** Begin Text excerpt **

Sunday 3 April 2016

Peter Randall Page

1990 "Fruiting bodies", Charcoal on paper. 12 drawings: measuring 152 cm by 152 cm, 6 measuring 183 by 152 cm (total: 381 by 976 cm)
According to his website he has
“….. always been informed and inspired by the study of organic form and its subjective impact on our emotions.”
and many of his works certainly are influenced by nature, particularly plants and seeds. 

"geometry is the theme on which nature plays her infinite variations, fundamental mathematical principle become a kind of pattern book from which nature constructs the most complex and sophisticated structures."

 "I want my forms to function as a psychological investigation, which hopefully will strike a chord of recognition in the viewer. I’m an absolute rationalist. I don’t believe in a collective unconscious in the strictly Jungian sense, but it would be pretty remarkable if certain forms didn’t have a resonance since we share an evolutionary history. Noam Chomsky pointed out that while babies born in different cultures learn different languages, we all share an innate propensity for language, and the same basic grammatical structures seem to be hardwired into all of us. Perhaps the same argument could be applied to our appreciation of visual art."

Secret Life VI

 

Peter Randall-Page is an extraordinary British sculptor and visual artist whose connection to nature began in the Sussex countryside. For Randall-Page, organic forms are places to begin, shapes that push the artist to explore his own response to them.

** End Text excerpt **

▸ **Short exercise 1**: In the post about sculptor Peter Randall-Page, where did his connection to nature begin?
▸ **Short exercise 2**: Reproduce the part of the post about sculptor Peter Randall-Page that opens with the words containing "Peter Randall Page" and closes with "381 by 976 cm)".
▸ **Short exercise 3**: Carry on the post about sculptor Peter Randall-Page from the point where it stops.

** Begin Provided material **

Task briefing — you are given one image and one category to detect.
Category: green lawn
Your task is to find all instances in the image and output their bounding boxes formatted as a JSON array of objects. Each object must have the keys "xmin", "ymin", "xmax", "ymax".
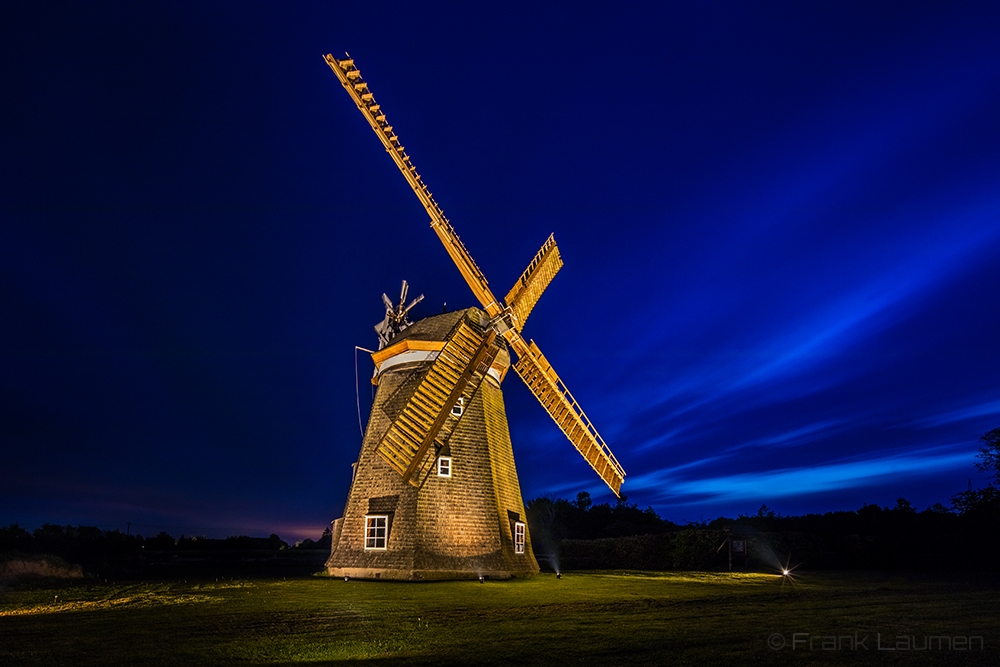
[{"xmin": 0, "ymin": 572, "xmax": 1000, "ymax": 666}]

** End Provided material **

▸ **Response 1**: In the Sussex countryside.

▸ **Response 2**:
Peter Randall Page

1990 "Fruiting bodies", Charcoal on paper. 12 drawings: measuring 152 cm by 152 cm, 6 measuring 183 by 152 cm (total: 381 by 976 cm)

▸ **Response 3**:
Randall-Page does not simply render natural forms. Like a poet plunging through metaphor toward meaning, he discovers ways to shape the form's felt energies. Natural forms are ambiguous; they are all elaborations of Earth’s great themes: shared origins, interdependence, obedience to gravity and the circle.
Many commentators have noted the ambiguity of Randall-Page's sculpture, its metamorphic qualities. His sculptures refuse to be one thing or another. Echoing life, they continually shift phase, defying categories such as animal, vegetable and mineral.
His deeply moving sculptures are sometimes calm and contemplative, recalling a variety of organic forms found in nature – fossils, fruit, pods and shells. At other times, evolving from the forms of knots and coils, they are immensely powerful and expressive, full of virility and adventure. Their immaculate surface, detail and curvaceous rhythm evoke life forces simply, directly and with great beauty.

 

Fruits of Mythic Trees, Kilkenny limestone, 1992
 
I wanted to make a sculptural equivalent of an emotional state—the dark, knotted centre, the consciousness of being alone.”

A Place of One’s Own 1994;Etching on paper

In His Own Words
Excerpts from interviews with Paul Nesbitt and Brian McAvera, and quotations from Sculpture and Drawings 1977-1992:
I grew up in the country and always found the natural world deeply engaging. Later, through my work, I became particularly interested in seeds and fruit. They embody the potential for growth and can be sensual, even erotic. They detach from the parent plant, becoming separate entities full of energy to develop into full-blown plants. I have also always been fascinated by the relationship between outer appearance and internal structure, between surface and volume.
One could speak of different species as each having its own song, tone or note. There's a sense in which they are all akin, each playing its own particular tune. I would like my work to have something of this same quality. For me, when a sculpture is ‘right’, when the form has coherence and the object seems at one with itself, it has an almost audible hum, each part having a harmonious relationship with the whole.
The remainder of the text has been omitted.